TASKS AND EXERCISES:
(a) Duplicate the part of the fish oil blog post from "Clearly, restenosis is" to "would be healthy.".
(b) Render this sentence from the fish oil blog post in Spanish: "Clearly, restenosis is not analogous to general health."
(c) The fish oil blog post explains the meaning of some terms. List every such term along with the explanation given for it.

GIVEN PASSAGE:

·····

Generally speaking, the merits of omega-3 are not the subject of controversy. Nevertheless, a few people still believe a link between supplements and health benefits has not yet been convincingly proven. As a matter of fact, I just read a blog post on this very topic.
Using Lovaza as a scapegoat, the author tries to establish an analogy between fish oil and snake oil. For those of you that don’t know, Lovaza is a prescription brand of fish oil.
In my view, the argument that fish oil is nothing more than a modern day potion is wrong because its conclusions are not supported by sound evidence and they depend on a number of false assumptions.
First, the argument claims that omega-3s have little or no effect on general health, yet it never really does anything to explain the basis for this conclusion.
Instead, of pointing to fish oil benefits proven by research to support this statement, the author cites findings from a meta-analysis (a fancy word for an academic google search) which indicate omega-3s have limited effects on restenosis – which is a “narrowing of the arteries. There is one glaring problem with the assumption here.
Clearly, restenosis is not analogous to general health. If it were, everyone with narrow arteries would be unhealthy and everyone without them would be healthy.

·····

EXERCISE DATA:

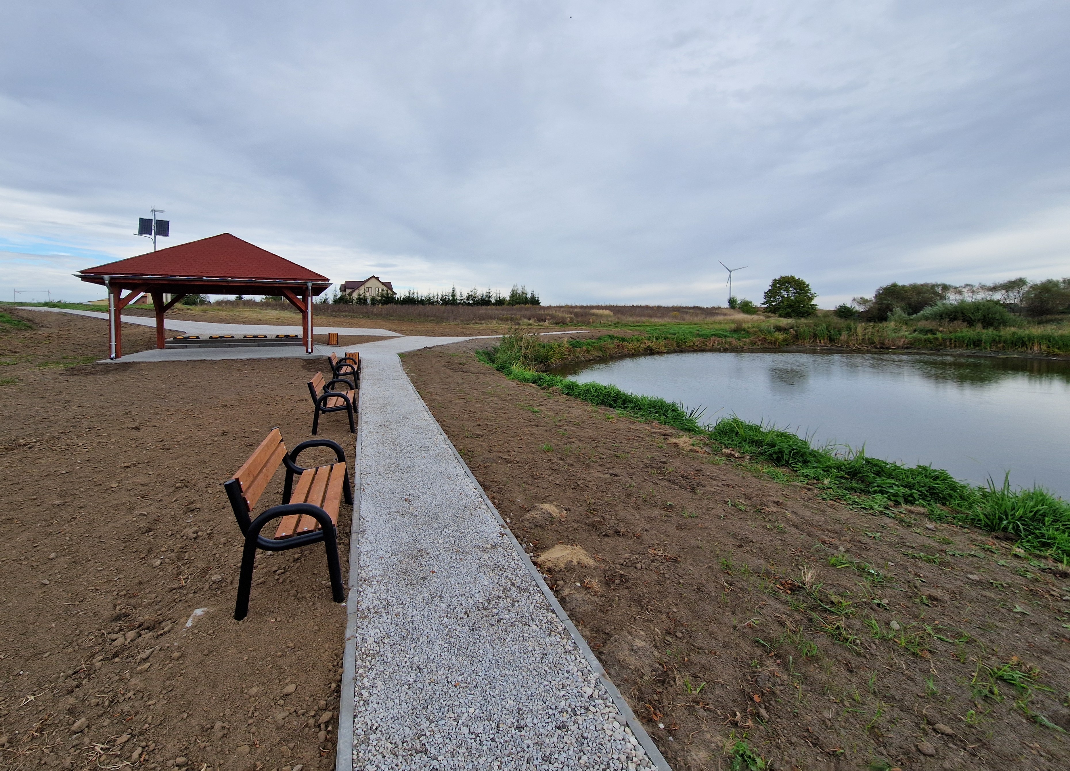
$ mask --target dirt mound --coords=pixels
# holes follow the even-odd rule
[[[593,568],[596,562],[582,546],[560,544],[548,549],[535,557],[535,564],[546,570],[564,570],[565,568]]]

·····

RESULTS FOR EACH TASK:
(a)
Clearly, restenosis is not analogous to general health. If it were, everyone with narrow arteries would be unhealthy and everyone without them would be healthy.

(b) Claramente, la reestenosis no es análoga a la salud general.

(c)
- Lovaza: a prescription brand of fish oil
- meta-analysis: a fancy word for an academic google search
- restenosis: a narrowing of the arteries